» **Assignment 1**
How would you translate this sentence from the post about moving into Spanish: "It’s definitely laughing at me, not with me."
» **Assignment 2**
Write out the passage of the post about moving starting with "As many of you" and going on through "unload said groceries.".

» **Document section**
BEGIN
It’s been a while, I realize. The last month has been a living, breathing transition for me. Time seems to have come alive over the last few weeks, donned unfamiliar clothing, and laughed at me in tones that range from tender and parental to hysterical and maniacal. It’s definitely laughing at me, not with me.
As many of you know, I’ve recently moved out of state. My family and I packed up and left our home with nothing more than what we could carry in our suit cases. Amidst a tumultuous backdrop of friends caught in tornadoes and loved ones in the hospital, we entered what has seriously amounted to a “whole ‘nother world.”
I realize now that though I was more or less born under a wandering star, for the last decade, I’ve lived a relatively sheltered life. Everything is relative. There is a lot to be said for being able to drive to the grocery store, stock up on everything you’ll need for the entire month, drive back home, park in your own garage, and unload said groceries.
END
(Stored data entries)
BEGIN
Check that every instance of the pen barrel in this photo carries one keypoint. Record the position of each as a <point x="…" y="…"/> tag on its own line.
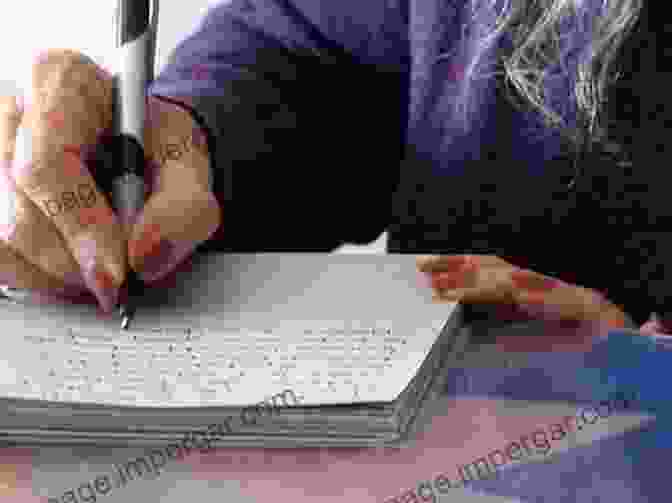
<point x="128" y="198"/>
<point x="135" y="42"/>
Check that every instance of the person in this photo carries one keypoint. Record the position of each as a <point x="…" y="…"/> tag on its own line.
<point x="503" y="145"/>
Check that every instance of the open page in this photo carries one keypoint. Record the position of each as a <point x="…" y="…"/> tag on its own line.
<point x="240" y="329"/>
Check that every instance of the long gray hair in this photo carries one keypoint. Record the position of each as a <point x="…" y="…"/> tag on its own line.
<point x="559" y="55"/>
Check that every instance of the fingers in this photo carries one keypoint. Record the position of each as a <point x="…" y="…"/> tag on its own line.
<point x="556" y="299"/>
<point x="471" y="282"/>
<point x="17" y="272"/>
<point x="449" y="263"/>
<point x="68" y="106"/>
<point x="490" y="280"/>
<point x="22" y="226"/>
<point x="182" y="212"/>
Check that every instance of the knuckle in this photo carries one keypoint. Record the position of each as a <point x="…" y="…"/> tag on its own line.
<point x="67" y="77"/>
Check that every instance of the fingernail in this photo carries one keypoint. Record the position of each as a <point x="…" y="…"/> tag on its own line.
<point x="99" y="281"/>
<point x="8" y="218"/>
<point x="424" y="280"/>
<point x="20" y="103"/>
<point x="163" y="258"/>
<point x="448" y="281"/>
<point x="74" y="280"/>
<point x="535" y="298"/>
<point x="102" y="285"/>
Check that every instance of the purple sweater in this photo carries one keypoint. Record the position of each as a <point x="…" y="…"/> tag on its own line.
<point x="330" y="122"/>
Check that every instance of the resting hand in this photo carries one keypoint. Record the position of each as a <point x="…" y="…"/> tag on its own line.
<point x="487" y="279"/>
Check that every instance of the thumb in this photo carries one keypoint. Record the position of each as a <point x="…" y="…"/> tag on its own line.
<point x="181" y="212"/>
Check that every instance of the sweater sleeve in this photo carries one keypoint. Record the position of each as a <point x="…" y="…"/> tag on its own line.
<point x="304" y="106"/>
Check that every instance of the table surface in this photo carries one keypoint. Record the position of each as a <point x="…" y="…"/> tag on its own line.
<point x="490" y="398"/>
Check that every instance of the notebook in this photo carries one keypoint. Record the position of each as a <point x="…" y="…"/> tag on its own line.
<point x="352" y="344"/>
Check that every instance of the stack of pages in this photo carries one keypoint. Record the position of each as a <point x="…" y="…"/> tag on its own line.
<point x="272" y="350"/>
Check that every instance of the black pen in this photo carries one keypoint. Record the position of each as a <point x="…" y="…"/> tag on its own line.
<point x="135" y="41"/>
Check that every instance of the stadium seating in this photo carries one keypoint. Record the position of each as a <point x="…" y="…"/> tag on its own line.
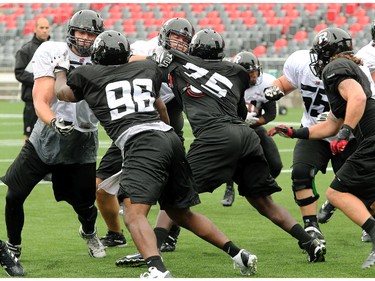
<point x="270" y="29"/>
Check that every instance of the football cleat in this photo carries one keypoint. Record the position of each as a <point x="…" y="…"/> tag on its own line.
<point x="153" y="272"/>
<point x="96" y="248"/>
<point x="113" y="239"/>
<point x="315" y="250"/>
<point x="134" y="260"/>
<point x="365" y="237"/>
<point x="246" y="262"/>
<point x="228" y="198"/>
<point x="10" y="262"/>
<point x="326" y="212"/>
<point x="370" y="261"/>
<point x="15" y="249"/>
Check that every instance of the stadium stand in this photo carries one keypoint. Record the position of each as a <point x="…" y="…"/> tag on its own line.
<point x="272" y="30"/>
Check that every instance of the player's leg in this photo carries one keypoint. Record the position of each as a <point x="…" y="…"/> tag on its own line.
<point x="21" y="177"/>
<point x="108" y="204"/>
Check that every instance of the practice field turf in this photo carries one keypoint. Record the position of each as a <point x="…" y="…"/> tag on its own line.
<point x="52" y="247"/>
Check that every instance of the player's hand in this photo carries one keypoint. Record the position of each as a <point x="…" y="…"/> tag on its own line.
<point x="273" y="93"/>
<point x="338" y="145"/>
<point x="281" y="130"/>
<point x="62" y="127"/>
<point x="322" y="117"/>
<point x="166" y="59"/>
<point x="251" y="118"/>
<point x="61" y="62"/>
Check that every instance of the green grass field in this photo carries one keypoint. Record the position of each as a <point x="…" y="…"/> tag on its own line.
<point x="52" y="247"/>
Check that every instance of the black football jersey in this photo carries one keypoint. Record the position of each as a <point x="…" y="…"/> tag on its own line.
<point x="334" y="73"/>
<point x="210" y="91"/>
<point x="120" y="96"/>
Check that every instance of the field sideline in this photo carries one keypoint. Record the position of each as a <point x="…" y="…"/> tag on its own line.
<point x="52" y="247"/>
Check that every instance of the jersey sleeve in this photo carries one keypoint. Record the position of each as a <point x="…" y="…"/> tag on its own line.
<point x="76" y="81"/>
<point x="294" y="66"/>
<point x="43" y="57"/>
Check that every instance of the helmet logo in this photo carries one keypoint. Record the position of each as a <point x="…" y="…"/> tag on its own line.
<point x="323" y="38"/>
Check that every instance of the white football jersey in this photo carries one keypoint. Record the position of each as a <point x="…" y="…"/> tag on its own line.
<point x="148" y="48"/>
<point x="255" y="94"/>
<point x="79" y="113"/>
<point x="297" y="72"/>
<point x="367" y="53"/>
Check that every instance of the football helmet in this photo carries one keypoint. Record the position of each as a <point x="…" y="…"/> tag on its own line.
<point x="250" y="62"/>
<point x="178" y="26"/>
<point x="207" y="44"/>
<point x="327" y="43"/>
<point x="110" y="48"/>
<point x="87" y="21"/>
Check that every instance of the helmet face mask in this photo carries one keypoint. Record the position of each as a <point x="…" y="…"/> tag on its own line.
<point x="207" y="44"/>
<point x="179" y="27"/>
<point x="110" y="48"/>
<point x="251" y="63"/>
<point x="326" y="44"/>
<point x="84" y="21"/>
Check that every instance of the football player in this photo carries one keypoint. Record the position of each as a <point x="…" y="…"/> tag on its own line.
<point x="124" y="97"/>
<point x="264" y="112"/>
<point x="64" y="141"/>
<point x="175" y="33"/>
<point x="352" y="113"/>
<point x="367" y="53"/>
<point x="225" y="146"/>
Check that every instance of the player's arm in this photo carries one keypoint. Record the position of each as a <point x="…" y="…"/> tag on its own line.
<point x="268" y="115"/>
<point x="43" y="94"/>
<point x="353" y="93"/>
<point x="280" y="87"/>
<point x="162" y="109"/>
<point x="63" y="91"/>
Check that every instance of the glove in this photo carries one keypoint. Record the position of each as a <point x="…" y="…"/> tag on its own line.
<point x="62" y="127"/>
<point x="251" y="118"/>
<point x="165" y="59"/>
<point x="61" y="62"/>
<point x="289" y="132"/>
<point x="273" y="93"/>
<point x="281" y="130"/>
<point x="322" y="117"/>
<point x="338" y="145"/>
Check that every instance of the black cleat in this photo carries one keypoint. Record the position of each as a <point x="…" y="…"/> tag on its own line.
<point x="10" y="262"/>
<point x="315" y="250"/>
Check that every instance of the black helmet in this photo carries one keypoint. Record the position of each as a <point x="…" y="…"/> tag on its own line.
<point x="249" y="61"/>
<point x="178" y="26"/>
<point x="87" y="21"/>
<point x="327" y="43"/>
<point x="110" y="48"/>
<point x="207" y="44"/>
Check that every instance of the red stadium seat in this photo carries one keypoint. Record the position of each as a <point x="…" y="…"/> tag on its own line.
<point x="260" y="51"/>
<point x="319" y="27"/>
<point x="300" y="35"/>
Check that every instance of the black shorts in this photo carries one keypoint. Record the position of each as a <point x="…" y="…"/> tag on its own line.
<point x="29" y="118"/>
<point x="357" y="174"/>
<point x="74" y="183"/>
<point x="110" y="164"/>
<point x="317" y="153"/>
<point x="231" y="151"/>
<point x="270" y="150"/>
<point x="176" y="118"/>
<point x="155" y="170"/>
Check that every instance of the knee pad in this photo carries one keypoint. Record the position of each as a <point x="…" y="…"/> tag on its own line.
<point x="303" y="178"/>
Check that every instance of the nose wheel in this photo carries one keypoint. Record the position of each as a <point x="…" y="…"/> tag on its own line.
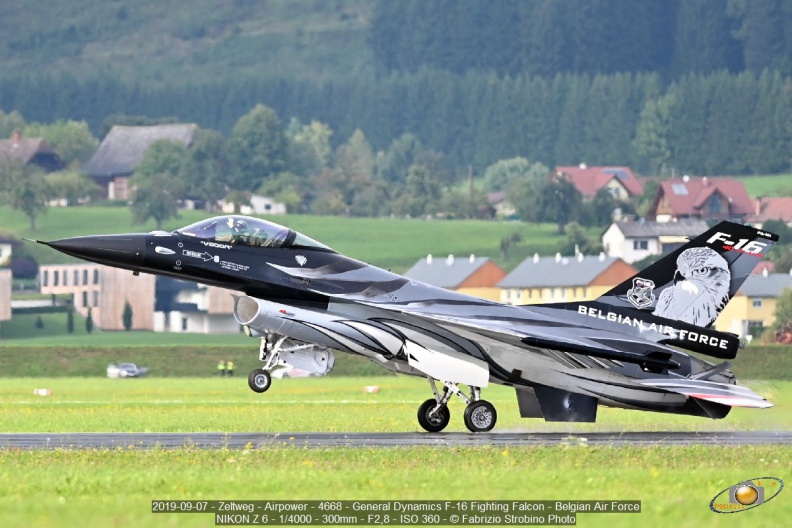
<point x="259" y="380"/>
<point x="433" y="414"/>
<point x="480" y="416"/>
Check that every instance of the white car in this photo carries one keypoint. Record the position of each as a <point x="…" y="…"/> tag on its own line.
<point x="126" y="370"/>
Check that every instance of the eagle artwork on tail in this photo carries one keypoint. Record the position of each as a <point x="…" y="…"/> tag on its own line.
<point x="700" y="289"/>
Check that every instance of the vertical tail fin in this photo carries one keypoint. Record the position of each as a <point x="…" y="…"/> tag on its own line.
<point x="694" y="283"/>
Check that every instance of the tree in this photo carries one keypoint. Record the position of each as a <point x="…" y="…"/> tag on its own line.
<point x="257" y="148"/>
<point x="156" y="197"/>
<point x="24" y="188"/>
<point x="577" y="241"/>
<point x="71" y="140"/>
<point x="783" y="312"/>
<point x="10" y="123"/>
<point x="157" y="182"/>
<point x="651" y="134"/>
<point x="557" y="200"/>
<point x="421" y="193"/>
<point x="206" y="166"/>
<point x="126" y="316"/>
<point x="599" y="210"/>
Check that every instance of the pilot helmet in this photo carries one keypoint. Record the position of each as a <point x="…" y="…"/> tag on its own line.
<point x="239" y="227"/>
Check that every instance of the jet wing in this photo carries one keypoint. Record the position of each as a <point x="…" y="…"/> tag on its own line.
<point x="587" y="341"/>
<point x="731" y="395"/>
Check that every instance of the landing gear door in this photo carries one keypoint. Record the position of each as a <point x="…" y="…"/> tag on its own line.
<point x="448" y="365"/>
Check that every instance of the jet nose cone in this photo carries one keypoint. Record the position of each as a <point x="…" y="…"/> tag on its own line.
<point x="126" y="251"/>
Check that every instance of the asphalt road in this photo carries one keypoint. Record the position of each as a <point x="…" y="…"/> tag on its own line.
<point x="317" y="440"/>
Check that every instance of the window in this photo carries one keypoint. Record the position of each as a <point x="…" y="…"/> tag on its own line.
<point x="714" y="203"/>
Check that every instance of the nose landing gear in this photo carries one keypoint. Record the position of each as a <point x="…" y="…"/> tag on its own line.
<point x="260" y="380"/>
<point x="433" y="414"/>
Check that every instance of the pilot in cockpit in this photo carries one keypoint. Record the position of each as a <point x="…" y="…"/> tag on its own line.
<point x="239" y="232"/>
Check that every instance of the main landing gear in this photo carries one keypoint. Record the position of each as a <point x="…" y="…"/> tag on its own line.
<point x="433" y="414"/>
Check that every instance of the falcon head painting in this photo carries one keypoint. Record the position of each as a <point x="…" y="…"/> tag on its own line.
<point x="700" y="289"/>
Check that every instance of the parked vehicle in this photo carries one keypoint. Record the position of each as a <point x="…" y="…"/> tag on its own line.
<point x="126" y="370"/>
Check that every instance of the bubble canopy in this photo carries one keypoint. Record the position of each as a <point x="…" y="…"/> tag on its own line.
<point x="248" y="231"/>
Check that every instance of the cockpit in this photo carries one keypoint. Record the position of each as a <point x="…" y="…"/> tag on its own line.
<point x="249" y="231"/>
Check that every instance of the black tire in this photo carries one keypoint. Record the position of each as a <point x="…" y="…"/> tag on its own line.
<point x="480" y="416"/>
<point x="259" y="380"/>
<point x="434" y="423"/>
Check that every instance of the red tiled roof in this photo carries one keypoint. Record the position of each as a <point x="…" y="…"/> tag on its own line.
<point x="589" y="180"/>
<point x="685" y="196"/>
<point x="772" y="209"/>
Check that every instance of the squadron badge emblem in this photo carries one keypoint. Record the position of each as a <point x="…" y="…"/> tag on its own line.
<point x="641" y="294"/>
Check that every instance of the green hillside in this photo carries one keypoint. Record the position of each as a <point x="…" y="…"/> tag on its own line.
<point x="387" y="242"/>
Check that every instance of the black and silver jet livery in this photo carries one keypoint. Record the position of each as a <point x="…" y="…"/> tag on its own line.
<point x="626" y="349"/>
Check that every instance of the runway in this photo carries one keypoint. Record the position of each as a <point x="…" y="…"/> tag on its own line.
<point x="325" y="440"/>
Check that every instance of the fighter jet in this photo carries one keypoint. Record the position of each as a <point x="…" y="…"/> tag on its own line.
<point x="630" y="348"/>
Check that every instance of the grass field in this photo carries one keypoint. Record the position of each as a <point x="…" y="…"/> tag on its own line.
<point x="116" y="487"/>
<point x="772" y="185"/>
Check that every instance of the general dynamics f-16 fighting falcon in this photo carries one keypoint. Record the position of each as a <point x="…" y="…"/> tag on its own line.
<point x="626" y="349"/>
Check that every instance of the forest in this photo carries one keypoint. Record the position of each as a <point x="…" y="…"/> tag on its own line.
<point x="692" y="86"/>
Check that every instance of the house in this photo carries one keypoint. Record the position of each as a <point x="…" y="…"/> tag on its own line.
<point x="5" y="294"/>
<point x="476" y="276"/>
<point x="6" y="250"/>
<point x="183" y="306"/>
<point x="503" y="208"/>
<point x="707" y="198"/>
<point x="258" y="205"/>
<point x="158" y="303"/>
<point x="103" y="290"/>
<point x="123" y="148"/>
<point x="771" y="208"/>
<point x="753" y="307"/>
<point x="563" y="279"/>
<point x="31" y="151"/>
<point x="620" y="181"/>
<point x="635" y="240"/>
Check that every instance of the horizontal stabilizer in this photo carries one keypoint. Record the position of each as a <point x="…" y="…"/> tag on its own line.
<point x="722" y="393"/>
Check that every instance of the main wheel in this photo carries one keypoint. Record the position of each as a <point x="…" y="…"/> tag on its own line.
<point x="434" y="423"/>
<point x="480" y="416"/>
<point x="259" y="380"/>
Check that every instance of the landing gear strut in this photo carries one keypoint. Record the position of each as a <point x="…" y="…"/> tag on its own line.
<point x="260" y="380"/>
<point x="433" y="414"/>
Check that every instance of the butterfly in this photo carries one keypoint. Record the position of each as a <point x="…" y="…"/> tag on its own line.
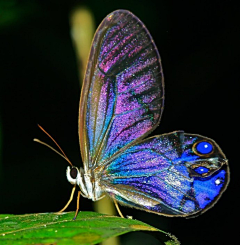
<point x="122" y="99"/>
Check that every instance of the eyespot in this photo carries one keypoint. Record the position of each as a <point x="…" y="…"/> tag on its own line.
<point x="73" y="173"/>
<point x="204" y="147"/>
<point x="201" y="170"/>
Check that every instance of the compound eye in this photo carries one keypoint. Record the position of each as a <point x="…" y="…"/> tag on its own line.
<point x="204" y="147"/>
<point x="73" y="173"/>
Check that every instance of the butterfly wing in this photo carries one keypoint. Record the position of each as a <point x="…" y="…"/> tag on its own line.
END
» **Exercise result 1**
Definitivamente se está riendo de mí, no conmigo.

» **Exercise result 2**
As many of you know, I’ve recently moved out of state. My family and I packed up and left our home with nothing more than what we could carry in our suit cases. Amidst a tumultuous backdrop of friends caught in tornadoes and loved ones in the hospital, we entered what has seriously amounted to a “whole ‘nother world.”
I realize now that though I was more or less born under a wandering star, for the last decade, I’ve lived a relatively sheltered life. Everything is relative. There is a lot to be said for being able to drive to the grocery store, stock up on everything you’ll need for the entire month, drive back home, park in your own garage, and unload said groceries.